------ Extract
Individual entrepreneur loans allow borrowers with good credit to make payments on loans and receive advice from loan officers individually.

Home improvement loans cover construction costs on houses and home businesses such as concrete and plumbing.

School advancement loans are used for the building renovations, technology, and educator training of Christian-based private schools. Esperanza works with Edify, an education development nonprofit organization, for this loan program.

Water project loans are given to churches for water filtration systems. The churches sell the filtered water at low prices to their local communities, pay off the loans with the funds, and use the remaining profit for investments for their own ministries.

==== Collateral ====
Mandatory savings is a requirement for loan borrowers to deposit 5% of loan balances into a savings account in order to prepare for emergencies and future investments.

=== Complimentary Services ===

==== Education ====
Esperanza provides literacy and vocational courses as well as business trainings. Literacy courses consist of basic lifestyle and academic training. Teachers spend four to ten months instructing on good hygiene and healthy diets as well as math, reading, and writing skills. Vocational courses are more focused on specific trades such as sewing, artisanship, decorative art, and baking. This allows the local people to turn their individual abilities into an entrepreneurship. These trades will create, improve, and expand businesses and, as a result, generate wealth for the entrepreneurs and the community. Business trainings provide instruction on fundamental elements that support business operations such as customer service, product quality, appearance and image, and marketing.

==== Health ====
Esperanza offers medical assistance in two main categories: cervical cancer prevention and dental health. For those who have geographical or financial barriers to easily get medical attention, the organization provides health examinations, cervical cancer tests, teeth extractions, cavity fillings, and preventative dental health information.

Additionally, health trainings are implemented to educate on infection and illness prevention, balanced diets, STDs and HIV, breast cancer detection, and cervical cancer testing.

==== Spiritual ====
The organization partners with Dominican Republican pastors to provide spiritual guidance and emotional support to the local communities.

== Financials ==
For the year ended in 2014, Esperanza earned $1,748,723 in revenue, earning all but $10,204 of that revenue from contributions, gifts, and grants. Esperanza spent $1,416,433 (75.6%) on program expenses, $213,748 (11.4%) on administrative expenses, and $242,930 (13%) on fundraising expenses totaling operating expenses to $1,873,111. It reported a $124,388 deficit for the year and net assets of $605,154.

== External reviews ==
In June 2016, the charity evaluator Charity Navigator gave Esperanza International a three-star (out of four) rating and an 81.35 score (out of 100) in financials. For accountability and transparency, it received a four-star rating and 93 score. This combined total gives the organization a three-star rating and an 85.91 score overall. Another charity evaluator, Philanthropedia, commended Esperanza for their strengths in leadership, technology, and partnerships among Dominican Republican, Haitian, and U.S. organizations. The evaluator recommended that the organization focus on long-term profitability and fewer, more concentrated goals in order to maximize effectiveness for a longer period.
------------
Copy the stretch of the Esperanza text from "Individual entrepreneur loans" through "their own ministries.".
------ The data
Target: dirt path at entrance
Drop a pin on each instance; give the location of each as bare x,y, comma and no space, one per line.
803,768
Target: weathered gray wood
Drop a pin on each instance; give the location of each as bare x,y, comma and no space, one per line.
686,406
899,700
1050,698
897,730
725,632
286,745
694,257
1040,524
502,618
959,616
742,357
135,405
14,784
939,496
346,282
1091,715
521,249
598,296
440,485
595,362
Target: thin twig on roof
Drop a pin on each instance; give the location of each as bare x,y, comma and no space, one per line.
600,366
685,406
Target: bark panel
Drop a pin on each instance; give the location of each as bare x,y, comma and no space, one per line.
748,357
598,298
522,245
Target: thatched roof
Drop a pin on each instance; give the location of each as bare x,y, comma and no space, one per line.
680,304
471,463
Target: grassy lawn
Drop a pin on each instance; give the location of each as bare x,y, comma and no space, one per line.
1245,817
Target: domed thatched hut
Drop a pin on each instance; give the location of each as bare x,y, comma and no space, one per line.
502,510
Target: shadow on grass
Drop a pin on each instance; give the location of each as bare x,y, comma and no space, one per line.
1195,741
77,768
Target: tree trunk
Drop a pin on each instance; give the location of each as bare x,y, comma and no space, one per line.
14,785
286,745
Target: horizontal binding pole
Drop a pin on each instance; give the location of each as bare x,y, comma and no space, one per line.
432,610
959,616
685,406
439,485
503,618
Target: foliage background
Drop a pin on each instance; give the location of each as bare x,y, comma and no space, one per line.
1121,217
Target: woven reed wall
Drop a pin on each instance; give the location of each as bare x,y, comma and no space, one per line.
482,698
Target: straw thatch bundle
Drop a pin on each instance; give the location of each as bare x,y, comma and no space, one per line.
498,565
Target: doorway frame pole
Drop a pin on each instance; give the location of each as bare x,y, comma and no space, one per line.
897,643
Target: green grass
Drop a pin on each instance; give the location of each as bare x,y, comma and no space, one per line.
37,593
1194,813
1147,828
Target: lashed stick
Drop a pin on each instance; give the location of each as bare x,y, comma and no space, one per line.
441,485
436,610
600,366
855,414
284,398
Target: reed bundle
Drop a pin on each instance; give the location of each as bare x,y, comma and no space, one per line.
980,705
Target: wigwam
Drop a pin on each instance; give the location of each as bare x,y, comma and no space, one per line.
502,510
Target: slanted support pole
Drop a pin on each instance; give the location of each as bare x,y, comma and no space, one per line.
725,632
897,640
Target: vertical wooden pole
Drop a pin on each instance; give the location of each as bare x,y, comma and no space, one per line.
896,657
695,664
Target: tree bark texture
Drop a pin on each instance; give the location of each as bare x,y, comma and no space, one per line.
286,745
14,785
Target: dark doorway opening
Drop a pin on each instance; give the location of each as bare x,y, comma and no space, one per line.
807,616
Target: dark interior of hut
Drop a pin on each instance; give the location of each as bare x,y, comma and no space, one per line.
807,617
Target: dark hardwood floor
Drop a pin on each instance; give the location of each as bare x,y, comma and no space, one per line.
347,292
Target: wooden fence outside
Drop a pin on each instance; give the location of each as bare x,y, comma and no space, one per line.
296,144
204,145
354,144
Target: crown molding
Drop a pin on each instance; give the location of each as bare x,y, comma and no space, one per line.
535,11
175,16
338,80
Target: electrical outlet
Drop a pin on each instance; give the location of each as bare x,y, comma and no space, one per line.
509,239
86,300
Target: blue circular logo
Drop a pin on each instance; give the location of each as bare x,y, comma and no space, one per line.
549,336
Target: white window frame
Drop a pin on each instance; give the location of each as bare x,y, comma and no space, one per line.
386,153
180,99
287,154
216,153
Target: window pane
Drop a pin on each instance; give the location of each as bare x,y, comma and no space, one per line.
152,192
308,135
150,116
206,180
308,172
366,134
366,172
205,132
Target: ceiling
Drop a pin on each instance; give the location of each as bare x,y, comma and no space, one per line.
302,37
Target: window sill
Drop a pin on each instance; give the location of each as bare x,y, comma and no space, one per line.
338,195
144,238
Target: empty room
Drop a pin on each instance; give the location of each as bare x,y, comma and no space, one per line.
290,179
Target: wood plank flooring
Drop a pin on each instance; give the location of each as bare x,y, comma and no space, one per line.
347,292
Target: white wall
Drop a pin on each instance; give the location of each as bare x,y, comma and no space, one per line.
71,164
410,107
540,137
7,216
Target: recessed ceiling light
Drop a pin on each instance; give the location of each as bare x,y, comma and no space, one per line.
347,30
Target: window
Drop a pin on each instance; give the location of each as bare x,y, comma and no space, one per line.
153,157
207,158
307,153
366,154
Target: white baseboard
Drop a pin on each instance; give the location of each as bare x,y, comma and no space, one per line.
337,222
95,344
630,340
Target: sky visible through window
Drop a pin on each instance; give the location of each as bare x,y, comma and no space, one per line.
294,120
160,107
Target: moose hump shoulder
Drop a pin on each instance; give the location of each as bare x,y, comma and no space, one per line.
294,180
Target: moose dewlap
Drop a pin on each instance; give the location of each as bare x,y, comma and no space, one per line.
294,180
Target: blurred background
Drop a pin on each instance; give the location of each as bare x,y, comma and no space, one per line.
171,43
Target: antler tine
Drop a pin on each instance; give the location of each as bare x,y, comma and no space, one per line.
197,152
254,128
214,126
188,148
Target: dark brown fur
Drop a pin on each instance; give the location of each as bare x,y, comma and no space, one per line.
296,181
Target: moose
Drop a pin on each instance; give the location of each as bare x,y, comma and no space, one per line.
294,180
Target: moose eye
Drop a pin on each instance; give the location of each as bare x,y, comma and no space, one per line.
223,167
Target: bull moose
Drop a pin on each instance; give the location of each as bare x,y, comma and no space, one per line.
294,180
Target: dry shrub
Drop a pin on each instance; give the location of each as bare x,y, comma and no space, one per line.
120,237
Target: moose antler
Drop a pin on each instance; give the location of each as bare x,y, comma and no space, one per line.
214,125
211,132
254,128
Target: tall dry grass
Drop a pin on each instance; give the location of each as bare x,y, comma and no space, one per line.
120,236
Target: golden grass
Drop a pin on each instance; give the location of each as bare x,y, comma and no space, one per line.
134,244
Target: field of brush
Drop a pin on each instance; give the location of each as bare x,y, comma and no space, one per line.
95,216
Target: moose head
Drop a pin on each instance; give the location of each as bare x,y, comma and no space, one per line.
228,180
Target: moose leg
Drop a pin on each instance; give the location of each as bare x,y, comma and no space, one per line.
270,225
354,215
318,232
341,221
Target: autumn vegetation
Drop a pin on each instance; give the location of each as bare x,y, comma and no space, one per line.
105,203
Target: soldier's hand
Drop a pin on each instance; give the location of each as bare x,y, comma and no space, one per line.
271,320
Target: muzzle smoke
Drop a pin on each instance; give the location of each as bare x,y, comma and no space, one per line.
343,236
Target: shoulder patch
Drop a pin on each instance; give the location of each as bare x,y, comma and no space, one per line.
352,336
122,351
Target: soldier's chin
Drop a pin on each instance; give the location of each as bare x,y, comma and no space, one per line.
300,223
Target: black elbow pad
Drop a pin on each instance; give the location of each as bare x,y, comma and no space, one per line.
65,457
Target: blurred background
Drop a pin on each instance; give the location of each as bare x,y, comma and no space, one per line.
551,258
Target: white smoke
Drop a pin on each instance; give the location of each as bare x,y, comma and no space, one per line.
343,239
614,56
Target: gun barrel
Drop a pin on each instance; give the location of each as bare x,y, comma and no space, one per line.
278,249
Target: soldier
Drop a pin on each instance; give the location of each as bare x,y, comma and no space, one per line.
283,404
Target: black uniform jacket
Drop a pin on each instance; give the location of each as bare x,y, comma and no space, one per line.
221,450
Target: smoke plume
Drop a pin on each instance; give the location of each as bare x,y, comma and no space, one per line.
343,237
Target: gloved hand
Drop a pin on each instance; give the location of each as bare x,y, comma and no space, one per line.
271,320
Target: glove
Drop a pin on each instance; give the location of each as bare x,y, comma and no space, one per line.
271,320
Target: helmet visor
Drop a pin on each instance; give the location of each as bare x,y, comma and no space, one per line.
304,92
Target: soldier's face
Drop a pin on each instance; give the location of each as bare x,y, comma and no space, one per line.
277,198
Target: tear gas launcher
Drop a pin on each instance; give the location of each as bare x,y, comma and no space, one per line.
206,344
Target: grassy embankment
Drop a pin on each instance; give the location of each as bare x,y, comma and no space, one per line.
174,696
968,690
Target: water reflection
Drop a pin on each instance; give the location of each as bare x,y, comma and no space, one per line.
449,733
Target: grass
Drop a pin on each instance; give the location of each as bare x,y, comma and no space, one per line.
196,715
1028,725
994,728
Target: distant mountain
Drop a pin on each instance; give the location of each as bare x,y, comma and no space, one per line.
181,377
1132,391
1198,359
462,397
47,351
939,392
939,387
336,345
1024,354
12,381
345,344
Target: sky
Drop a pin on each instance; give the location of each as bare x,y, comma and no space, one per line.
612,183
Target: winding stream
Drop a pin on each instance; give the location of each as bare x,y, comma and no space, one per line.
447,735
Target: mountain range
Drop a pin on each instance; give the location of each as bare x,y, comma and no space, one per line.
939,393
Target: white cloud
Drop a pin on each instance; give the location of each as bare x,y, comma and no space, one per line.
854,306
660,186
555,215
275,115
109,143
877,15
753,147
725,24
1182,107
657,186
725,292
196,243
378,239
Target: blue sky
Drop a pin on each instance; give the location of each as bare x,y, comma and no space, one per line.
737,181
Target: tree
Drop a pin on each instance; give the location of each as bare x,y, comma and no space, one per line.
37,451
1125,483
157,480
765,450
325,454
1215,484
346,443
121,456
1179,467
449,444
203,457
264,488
------------
§ Written reply
Individual entrepreneur loans allow borrowers with good credit to make payments on loans and receive advice from loan officers individually.

Home improvement loans cover construction costs on houses and home businesses such as concrete and plumbing.

School advancement loans are used for the building renovations, technology, and educator training of Christian-based private schools. Esperanza works with Edify, an education development nonprofit organization, for this loan program.

Water project loans are given to churches for water filtration systems. The churches sell the filtered water at low prices to their local communities, pay off the loans with the funds, and use the remaining profit for investments for their own ministries.